---------- RECORDS TO USE ----------

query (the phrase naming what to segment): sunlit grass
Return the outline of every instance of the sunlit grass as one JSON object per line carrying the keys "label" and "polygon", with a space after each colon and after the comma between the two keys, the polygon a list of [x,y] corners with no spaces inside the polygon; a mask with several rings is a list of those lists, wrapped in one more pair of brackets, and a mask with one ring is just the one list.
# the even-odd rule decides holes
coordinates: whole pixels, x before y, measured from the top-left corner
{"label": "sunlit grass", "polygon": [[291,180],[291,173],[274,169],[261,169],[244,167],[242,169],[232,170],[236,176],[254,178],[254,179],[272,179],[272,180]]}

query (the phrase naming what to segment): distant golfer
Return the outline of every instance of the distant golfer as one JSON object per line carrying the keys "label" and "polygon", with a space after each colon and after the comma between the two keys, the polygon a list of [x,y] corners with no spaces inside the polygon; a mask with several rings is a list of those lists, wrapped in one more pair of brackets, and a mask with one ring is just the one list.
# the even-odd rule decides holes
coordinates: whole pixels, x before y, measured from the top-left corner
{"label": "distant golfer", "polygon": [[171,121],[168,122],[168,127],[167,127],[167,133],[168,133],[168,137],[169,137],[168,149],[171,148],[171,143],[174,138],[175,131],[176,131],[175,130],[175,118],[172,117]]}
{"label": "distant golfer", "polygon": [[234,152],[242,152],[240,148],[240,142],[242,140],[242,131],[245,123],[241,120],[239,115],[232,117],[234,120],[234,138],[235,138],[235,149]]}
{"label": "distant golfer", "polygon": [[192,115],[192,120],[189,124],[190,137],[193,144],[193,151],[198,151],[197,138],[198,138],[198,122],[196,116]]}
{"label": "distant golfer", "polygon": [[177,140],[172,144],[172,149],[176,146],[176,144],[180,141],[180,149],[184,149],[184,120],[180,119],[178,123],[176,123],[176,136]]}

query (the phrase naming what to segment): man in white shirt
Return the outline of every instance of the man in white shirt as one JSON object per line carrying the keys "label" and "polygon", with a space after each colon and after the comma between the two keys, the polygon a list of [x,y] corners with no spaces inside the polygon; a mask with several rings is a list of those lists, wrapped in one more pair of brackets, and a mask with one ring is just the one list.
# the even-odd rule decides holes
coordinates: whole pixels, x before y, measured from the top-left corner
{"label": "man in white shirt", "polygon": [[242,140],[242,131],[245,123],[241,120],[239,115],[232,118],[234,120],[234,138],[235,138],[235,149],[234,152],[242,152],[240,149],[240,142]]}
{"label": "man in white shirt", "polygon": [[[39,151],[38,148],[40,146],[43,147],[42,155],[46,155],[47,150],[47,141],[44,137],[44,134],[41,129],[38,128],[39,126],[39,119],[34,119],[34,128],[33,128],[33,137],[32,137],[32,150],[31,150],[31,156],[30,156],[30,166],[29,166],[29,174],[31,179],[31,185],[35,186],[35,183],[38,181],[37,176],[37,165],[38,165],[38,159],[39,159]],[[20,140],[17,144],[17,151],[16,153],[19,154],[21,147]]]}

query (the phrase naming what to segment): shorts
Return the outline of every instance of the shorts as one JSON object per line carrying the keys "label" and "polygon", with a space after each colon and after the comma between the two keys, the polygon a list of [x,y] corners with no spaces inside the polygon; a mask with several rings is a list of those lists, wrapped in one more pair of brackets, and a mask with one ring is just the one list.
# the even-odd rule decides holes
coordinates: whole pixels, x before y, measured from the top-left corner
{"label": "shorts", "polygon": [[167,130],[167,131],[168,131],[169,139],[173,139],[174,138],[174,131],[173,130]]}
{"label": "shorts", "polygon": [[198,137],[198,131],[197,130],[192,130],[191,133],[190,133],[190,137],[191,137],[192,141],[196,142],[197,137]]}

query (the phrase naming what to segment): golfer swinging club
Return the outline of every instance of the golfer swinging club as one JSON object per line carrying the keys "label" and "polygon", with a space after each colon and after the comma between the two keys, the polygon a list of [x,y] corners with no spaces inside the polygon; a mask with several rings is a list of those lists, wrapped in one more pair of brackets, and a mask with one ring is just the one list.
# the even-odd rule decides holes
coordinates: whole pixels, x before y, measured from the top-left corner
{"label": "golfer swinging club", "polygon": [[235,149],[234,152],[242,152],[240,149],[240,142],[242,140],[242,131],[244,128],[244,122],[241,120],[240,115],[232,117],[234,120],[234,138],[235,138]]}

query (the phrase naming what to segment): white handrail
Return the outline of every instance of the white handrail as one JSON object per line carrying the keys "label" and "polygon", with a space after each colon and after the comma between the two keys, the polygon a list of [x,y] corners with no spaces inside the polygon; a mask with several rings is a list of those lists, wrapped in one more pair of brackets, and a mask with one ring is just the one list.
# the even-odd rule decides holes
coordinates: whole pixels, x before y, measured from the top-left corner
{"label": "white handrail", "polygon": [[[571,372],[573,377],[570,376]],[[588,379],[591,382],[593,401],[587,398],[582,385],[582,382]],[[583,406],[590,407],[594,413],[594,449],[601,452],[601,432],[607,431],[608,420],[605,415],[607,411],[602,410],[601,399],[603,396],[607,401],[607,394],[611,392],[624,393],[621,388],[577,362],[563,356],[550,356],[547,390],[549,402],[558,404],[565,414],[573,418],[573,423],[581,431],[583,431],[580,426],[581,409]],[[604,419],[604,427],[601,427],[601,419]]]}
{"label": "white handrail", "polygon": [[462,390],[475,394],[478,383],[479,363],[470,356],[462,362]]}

----------

DESCRIPTION OF THE TASK: Please report the number of lines in the data that include the word "naming", and add no other text.

ANSWER TO THE PROBLEM: 6